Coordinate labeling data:
--------------------
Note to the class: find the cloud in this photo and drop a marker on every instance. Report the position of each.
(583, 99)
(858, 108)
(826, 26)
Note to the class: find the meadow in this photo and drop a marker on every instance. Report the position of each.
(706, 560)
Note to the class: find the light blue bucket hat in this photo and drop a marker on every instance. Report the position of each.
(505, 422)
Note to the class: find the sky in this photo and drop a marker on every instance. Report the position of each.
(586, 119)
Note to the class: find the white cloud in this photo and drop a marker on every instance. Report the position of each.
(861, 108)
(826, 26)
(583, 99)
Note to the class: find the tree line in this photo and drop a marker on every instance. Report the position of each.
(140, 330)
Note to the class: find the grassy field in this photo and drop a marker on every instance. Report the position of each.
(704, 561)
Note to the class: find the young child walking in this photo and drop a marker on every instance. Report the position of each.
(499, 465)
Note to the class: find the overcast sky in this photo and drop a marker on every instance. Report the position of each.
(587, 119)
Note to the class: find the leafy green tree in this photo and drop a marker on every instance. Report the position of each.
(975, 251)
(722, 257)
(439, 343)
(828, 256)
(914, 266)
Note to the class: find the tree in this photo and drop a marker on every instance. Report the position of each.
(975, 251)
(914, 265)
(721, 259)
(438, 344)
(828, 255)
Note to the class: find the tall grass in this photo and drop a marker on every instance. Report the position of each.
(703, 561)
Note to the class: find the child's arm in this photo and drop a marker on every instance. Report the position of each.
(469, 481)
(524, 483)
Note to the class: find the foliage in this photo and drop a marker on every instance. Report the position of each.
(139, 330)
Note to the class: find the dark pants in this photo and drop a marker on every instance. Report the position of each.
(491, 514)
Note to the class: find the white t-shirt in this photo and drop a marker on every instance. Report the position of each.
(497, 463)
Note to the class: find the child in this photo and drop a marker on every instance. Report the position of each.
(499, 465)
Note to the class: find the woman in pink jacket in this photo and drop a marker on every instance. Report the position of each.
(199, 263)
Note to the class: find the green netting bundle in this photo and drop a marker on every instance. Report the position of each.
--------------------
- [Task]: Please swap "drop a marker" for "place a pin" throughout the lines above and leave everything else unchanged.

- [Finished answer]:
Note to the class: find the cloud in this photo and place a pin on every instance. Report the position of each.
(583, 99)
(858, 108)
(826, 26)
Note to the class: find the meadow in this photo and place a pin on every instance. Report the position of each.
(706, 560)
Note to the class: find the light blue bucket hat in this photo and place a pin on every instance. Report the position of each.
(505, 422)
Note to the class: find the sky in this photo and place a pin on every instance. Report the position of each.
(586, 119)
Note to the class: find the white cloud in this photo and place a pin on every instance. Report the position of each.
(861, 108)
(826, 26)
(583, 99)
Note to the class: find the tree line in this photo and place a pin on every instance. Report the position of each.
(140, 330)
Note to the class: find the grassy field in this photo and place a pin on every instance. Report the position of each.
(704, 561)
Note to the class: find the young child walking in this photo and place a pin on every instance. Report the position of each.
(499, 465)
Note to the class: find the overcast sky in this photo and place a pin on every instance. Report the position of each.
(587, 119)
Note to the class: find the leafy green tree in this photo and place a pin on every instance. Report the position of each.
(975, 251)
(722, 257)
(439, 343)
(828, 256)
(914, 266)
Note to the class: find the tree in this photo and place a pin on every instance. Report the position of each.
(975, 251)
(914, 265)
(721, 259)
(438, 344)
(828, 255)
Note to the class: find the tall grass in this photo and place a pin on every instance. Report the position of each.
(703, 561)
Note to the class: find the child's arm in this photo and place a pin on every instance. Report the position of each.
(469, 481)
(524, 483)
Note to the class: find the foliage in this photo and place a pin on every instance. Report the position of each.
(139, 330)
Note to the class: find the dark pants in this photo and place a pin on every instance. Report the position of each.
(491, 514)
Note to the class: find the white t-shirt in this photo and place a pin on every instance. Report the position of each.
(497, 463)
Note to the class: find the child in this photo and place a pin on every instance. Report the position of each.
(499, 465)
Note to the class: find the woman in pink jacket in this photo and place a pin on every instance. Report the position of each.
(199, 263)
Note to the class: find the green netting bundle in this photo and place a pin on every instance. Report the position of each.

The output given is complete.